[EXCERPTED DATA Boundary: Start]

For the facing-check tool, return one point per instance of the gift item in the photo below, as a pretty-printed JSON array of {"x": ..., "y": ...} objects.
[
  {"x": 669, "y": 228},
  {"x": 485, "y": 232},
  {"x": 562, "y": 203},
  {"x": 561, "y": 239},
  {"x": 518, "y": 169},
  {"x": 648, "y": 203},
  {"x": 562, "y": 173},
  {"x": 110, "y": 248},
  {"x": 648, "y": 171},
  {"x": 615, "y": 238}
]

[EXCERPTED DATA Boundary: End]

WHAT YOU NEED TO DO: Produce a word-for-word restatement of all the records.

YOUR RESPONSE:
For the facing-check tool, return one point per instance of the gift item in the photo below, as a pretty-printed JSON array of {"x": ..., "y": ...} objects.
[
  {"x": 669, "y": 228},
  {"x": 485, "y": 232},
  {"x": 562, "y": 203},
  {"x": 561, "y": 239},
  {"x": 518, "y": 169},
  {"x": 648, "y": 203},
  {"x": 562, "y": 173},
  {"x": 110, "y": 248},
  {"x": 648, "y": 171},
  {"x": 615, "y": 238}
]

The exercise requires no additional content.